» Consigna:
Reproduce sin cambios el fragmento del texto sobre Juan Rulfo que empieza con las palabras "Las palabras de Rulfo, en" y termina con "de todos nosotros.".

Rulfo, la radio, la imagen



Por Luis Navarro Arteaga

Adolfo Reyes de la Cruz citaba al aire a Juan Rulfo. Este humilde obrero de la palabra -adolescente de pelo hirsuto- pegado a la radio, trataba de seguir la voz del locutor repitiendo: “Uno platica aquí y las palabras se calientan en la boca con el calor de afuera, y se le resecan a uno en la lengua hasta que acaban con el resuello”. Nos han dado la tierra, decía yo e imaginaba cómo era aquel pellejo del que hablaba el cuento de El Llano en Llamas.
Las palabras de Rulfo, en la principesca voz de Adolfo, me parecían tan familiares porque desde temprano supe de Macario, del día del Temblor y de Anacleto Morones, de Talpa y Luvina. Una de las lecciones del libro de español, ya no me acuerdo si de la primaria o de la secundaria, era nada más ni nada menos que “En la madrugada”.
Esa presencia constante de Rulfo se debe a que su lenguaje me parecía tan simple, como las palabras de la abuela o de un campesino de un pueblo lejano, que en su cotidiano hablar van construyendo imágenes sin proponérselo e inclusive sin darse cuenta. Las palabras del narrador jalisciense estaban ahí en nuestras bocas, en nuestros oídos, porque esa voz susurrante se parece a la mía y a la de todos nosotros.

» Listado de ítems:
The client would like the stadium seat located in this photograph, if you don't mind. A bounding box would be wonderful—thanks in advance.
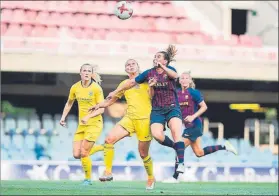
[17,116,29,135]
[11,9,29,24]
[24,135,36,150]
[4,118,16,134]
[12,135,24,150]
[1,9,13,23]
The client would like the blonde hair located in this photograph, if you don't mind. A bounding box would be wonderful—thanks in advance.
[80,63,102,84]
[159,44,177,64]
[125,59,141,73]
[181,71,196,88]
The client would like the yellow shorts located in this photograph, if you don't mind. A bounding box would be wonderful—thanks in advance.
[118,116,152,141]
[74,123,103,142]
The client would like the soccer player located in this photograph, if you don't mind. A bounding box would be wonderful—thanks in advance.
[107,45,185,173]
[164,72,237,183]
[60,64,104,185]
[91,59,155,190]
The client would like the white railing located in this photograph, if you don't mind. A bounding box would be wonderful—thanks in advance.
[244,119,275,152]
[1,36,278,66]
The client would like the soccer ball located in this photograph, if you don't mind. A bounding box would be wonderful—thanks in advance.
[114,1,133,20]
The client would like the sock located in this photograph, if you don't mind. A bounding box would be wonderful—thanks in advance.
[104,144,114,173]
[81,157,92,180]
[142,155,154,179]
[174,142,185,163]
[89,145,104,155]
[203,145,226,156]
[172,157,179,179]
[161,136,174,148]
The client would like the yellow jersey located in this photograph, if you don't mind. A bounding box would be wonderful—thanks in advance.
[116,80,151,119]
[69,81,104,125]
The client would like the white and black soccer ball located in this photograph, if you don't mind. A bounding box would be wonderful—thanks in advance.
[114,1,133,20]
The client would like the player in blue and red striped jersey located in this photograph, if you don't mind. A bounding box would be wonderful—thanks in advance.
[107,45,185,173]
[164,72,237,182]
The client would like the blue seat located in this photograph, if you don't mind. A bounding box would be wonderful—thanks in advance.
[17,116,29,136]
[4,117,16,136]
[12,135,24,149]
[24,135,36,150]
[1,148,11,160]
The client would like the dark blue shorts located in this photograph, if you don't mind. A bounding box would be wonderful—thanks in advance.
[182,125,203,142]
[150,105,182,126]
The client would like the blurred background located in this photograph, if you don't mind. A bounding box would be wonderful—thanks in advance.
[1,1,278,181]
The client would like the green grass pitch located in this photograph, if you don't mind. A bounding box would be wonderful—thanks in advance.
[0,180,278,195]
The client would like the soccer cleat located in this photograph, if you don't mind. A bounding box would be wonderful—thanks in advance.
[162,177,179,184]
[176,163,185,174]
[146,178,155,190]
[82,179,92,186]
[99,171,113,182]
[225,141,237,155]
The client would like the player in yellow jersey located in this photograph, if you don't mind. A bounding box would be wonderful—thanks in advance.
[60,64,104,185]
[89,59,155,190]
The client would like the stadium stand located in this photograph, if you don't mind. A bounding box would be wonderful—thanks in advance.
[1,114,278,165]
[1,1,262,47]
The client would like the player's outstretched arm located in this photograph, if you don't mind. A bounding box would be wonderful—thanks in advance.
[60,99,74,127]
[88,97,118,112]
[106,79,137,99]
[81,108,105,124]
[160,65,179,79]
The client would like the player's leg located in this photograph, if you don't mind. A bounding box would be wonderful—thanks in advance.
[163,138,191,183]
[80,139,95,185]
[134,119,155,190]
[99,117,133,181]
[150,110,174,148]
[89,144,104,155]
[168,117,185,173]
[81,123,103,185]
[73,140,82,159]
[166,107,185,173]
[191,137,237,157]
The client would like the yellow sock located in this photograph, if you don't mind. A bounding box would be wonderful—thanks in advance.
[104,144,114,172]
[89,145,104,155]
[81,157,92,180]
[143,155,154,179]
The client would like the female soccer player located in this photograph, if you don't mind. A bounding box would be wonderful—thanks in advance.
[165,72,240,182]
[107,45,185,173]
[91,59,155,190]
[60,64,104,185]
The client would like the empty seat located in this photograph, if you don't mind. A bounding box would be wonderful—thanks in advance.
[11,9,28,24]
[17,116,29,134]
[1,9,13,23]
[4,118,16,132]
[24,135,36,150]
[1,22,8,36]
[12,135,24,150]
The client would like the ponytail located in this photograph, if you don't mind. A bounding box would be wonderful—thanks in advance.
[92,72,102,84]
[182,71,196,88]
[160,44,177,64]
[80,63,102,85]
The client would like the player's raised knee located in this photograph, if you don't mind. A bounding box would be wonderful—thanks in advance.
[195,149,204,157]
[73,153,80,159]
[105,137,115,144]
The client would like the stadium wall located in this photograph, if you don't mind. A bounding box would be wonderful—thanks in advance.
[1,161,278,182]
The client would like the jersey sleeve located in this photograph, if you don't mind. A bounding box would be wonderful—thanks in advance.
[95,86,104,104]
[167,66,177,73]
[135,69,150,84]
[68,85,76,100]
[116,80,127,99]
[191,90,204,104]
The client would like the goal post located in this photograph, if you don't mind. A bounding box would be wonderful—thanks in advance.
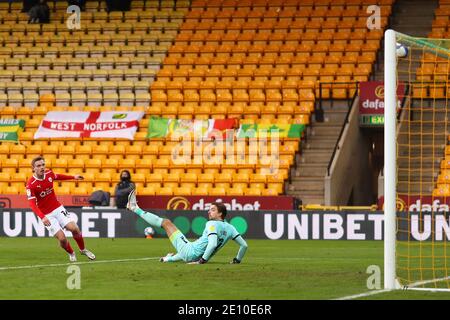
[384,30,450,292]
[384,30,397,289]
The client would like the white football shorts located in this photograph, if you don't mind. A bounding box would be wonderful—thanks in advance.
[45,206,73,237]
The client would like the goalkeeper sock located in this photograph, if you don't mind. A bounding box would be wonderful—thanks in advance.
[135,208,163,228]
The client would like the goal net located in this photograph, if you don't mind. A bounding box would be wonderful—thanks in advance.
[384,30,450,291]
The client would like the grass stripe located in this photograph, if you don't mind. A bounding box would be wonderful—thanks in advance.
[0,257,160,271]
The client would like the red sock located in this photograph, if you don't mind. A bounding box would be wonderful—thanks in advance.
[73,232,84,250]
[63,241,73,254]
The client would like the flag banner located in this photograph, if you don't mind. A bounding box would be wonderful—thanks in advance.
[237,123,305,138]
[147,117,237,139]
[0,119,25,143]
[34,111,144,140]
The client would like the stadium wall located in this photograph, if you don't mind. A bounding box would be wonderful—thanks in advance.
[0,209,450,241]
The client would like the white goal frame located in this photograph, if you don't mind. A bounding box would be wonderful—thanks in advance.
[384,29,450,292]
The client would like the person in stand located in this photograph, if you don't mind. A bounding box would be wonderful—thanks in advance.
[114,170,136,209]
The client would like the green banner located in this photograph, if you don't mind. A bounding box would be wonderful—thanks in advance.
[0,119,25,143]
[238,124,305,138]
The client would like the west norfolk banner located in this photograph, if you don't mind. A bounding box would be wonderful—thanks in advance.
[0,119,25,143]
[0,209,450,241]
[34,111,144,140]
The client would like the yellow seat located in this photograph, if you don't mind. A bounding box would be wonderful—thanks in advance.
[158,187,173,196]
[4,186,20,195]
[174,187,192,196]
[70,184,92,196]
[95,171,111,182]
[84,158,102,168]
[208,188,227,196]
[139,186,159,196]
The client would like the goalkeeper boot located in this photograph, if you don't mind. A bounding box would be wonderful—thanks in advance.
[127,189,139,212]
[159,253,173,262]
[80,249,95,260]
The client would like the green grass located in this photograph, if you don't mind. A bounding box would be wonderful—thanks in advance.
[0,238,450,300]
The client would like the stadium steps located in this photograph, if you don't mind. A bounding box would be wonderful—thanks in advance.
[286,104,348,204]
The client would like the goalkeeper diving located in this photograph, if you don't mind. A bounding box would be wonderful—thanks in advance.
[127,189,247,264]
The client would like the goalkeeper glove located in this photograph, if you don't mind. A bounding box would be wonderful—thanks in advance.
[189,258,208,264]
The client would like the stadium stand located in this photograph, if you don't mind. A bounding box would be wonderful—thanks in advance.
[0,0,393,200]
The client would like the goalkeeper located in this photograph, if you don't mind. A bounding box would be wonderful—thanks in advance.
[127,189,247,264]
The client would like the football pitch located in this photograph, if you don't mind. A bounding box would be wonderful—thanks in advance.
[0,237,450,300]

» Respuesta:
Las palabras de Rulfo, en la principesca voz de Adolfo, me parecían tan familiares porque desde temprano supe de Macario, del día del Temblor y de Anacleto Morones, de Talpa y Luvina. Una de las lecciones del libro de español, ya no me acuerdo si de la primaria o de la secundaria, era nada más ni nada menos que “En la madrugada”.
Esa presencia constante de Rulfo se debe a que su lenguaje me parecía tan simple, como las palabras de la abuela o de un campesino de un pueblo lejano, que en su cotidiano hablar van construyendo imágenes sin proponérselo e inclusive sin darse cuenta. Las palabras del narrador jalisciense estaban ahí en nuestras bocas, en nuestros oídos, porque esa voz susurrante se parece a la mía y a la de todos nosotros.